▶ [WHAT IS EXPECTED]: From the line with "[locate] light tile" through the final line, transcribe the material below character for character; include no other lines.

____

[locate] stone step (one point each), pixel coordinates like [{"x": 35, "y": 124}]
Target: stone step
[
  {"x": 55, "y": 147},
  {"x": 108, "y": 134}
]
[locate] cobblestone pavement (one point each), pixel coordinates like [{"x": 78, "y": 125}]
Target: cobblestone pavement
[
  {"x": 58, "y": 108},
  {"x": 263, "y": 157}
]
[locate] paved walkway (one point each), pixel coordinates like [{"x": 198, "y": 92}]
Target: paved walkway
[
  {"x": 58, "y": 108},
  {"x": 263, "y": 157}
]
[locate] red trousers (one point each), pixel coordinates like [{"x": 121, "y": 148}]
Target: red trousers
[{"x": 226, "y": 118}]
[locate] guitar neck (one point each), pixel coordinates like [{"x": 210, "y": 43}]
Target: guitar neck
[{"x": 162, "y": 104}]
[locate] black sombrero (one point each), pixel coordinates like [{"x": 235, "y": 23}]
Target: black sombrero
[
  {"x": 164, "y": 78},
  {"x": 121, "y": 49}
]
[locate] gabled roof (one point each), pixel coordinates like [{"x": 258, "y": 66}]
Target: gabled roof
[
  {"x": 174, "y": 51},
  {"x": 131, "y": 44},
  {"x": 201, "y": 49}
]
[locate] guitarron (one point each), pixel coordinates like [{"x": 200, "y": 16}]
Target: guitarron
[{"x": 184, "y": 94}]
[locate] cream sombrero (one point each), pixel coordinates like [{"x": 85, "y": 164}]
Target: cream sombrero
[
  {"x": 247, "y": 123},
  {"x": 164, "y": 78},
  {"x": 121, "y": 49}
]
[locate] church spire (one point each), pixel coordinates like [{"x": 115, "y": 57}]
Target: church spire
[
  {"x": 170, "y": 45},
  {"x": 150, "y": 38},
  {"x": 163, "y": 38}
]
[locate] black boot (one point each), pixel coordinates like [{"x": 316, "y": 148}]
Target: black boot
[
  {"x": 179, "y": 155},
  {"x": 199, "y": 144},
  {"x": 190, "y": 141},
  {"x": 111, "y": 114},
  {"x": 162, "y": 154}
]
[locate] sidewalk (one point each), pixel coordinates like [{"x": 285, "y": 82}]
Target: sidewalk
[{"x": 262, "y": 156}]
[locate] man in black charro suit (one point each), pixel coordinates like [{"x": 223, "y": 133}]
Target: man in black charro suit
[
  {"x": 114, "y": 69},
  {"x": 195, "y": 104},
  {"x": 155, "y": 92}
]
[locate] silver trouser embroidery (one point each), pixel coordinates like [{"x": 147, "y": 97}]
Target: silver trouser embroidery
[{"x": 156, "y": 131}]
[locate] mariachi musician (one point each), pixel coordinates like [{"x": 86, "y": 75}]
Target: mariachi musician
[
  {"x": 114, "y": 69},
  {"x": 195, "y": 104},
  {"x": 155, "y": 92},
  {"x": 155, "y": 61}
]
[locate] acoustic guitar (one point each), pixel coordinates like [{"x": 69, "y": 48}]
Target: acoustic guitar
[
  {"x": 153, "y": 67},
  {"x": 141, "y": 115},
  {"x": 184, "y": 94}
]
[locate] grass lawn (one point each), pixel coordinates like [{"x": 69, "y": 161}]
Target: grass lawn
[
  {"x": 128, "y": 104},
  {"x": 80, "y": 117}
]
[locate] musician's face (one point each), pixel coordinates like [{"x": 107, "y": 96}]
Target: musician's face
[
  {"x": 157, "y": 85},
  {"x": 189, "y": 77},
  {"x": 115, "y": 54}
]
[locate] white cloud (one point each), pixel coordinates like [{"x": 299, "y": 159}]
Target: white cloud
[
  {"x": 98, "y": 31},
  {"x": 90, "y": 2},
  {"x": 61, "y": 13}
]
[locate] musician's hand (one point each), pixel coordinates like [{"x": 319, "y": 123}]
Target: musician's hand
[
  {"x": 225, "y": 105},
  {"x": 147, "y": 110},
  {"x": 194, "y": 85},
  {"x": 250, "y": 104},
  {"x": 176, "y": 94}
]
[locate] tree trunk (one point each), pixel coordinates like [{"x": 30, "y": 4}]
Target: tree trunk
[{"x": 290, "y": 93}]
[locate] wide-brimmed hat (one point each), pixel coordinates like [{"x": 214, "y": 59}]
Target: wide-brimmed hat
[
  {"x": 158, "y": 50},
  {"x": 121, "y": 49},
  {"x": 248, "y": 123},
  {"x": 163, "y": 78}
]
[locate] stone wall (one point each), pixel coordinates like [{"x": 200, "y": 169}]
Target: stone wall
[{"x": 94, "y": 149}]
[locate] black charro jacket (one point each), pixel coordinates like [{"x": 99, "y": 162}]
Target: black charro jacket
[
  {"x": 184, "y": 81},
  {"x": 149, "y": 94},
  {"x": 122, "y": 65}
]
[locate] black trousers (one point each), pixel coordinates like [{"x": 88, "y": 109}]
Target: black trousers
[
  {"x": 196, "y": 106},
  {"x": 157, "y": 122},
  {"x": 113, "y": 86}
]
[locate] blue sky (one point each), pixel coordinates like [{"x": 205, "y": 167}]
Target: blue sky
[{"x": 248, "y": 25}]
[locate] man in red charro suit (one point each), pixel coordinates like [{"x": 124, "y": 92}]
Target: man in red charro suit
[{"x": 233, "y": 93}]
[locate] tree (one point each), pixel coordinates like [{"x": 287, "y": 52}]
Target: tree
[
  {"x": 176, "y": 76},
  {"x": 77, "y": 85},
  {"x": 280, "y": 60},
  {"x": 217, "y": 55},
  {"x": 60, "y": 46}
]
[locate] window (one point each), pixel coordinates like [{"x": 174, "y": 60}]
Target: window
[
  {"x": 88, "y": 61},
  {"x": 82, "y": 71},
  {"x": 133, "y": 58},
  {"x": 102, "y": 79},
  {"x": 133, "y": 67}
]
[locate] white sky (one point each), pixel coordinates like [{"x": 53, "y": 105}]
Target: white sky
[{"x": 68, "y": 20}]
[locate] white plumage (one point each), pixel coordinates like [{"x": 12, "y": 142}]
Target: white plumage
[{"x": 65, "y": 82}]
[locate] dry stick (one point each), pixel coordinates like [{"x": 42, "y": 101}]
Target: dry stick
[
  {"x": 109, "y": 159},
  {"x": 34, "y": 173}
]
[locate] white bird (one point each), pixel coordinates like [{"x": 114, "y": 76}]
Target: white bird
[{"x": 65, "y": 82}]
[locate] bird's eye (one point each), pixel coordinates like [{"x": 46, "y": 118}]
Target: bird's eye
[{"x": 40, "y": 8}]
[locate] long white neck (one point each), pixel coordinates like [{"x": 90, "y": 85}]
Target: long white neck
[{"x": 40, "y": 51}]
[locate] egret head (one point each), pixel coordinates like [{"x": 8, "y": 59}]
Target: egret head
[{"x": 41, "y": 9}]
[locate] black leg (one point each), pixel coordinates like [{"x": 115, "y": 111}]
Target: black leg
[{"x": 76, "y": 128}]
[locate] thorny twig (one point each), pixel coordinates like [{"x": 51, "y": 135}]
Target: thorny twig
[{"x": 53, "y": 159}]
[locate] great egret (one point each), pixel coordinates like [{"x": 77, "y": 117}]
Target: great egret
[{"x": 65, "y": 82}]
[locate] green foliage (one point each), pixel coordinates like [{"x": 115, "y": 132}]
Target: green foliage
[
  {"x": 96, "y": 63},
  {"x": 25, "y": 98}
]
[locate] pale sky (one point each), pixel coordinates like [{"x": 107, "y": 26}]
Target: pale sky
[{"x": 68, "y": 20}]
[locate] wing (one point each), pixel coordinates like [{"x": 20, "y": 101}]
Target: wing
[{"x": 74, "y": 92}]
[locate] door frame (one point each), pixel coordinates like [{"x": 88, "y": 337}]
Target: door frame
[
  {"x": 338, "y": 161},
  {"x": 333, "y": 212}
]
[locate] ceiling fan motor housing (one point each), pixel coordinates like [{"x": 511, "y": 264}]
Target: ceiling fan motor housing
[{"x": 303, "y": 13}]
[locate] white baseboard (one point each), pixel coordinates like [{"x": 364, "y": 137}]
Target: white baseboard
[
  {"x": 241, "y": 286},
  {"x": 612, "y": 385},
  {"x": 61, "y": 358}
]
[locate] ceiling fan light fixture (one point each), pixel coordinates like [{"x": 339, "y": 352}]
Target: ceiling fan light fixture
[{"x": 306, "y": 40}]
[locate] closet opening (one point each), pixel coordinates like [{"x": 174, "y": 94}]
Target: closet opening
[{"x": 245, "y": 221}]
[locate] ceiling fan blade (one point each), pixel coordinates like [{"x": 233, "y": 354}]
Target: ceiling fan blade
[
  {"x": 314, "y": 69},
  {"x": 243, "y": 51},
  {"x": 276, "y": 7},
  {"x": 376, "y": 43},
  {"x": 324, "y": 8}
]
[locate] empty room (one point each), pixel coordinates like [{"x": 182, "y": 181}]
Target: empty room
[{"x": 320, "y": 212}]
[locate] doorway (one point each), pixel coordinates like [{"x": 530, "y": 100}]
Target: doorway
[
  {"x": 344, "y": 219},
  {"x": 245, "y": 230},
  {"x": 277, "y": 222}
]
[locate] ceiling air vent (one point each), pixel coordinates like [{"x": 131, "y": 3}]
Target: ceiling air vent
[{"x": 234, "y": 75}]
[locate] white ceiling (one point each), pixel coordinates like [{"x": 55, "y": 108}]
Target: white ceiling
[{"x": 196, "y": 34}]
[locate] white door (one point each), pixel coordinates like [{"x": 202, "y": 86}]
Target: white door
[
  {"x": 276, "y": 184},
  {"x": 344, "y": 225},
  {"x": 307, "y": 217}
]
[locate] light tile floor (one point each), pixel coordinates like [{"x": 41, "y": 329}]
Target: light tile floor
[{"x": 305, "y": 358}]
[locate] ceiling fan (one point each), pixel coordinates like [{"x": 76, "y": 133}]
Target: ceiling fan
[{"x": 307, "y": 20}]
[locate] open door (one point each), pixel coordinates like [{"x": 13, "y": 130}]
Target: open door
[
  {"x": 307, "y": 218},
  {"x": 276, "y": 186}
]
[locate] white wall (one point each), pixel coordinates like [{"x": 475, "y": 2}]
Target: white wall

____

▶ [REPLY]:
[locate] light tile floor (one point each), pixel coordinates like [{"x": 41, "y": 329}]
Target: light tile floor
[{"x": 305, "y": 358}]
[locate] ceiling fan (one point each), pixel coordinates like [{"x": 76, "y": 133}]
Target: ceiling fan
[{"x": 307, "y": 20}]
[locate] open door (one point each), pixel coordinates like [{"x": 13, "y": 130}]
Target: open door
[
  {"x": 307, "y": 218},
  {"x": 276, "y": 186}
]
[locate] white wall (one point each), pixel coordinates like [{"x": 475, "y": 2}]
Target: white wall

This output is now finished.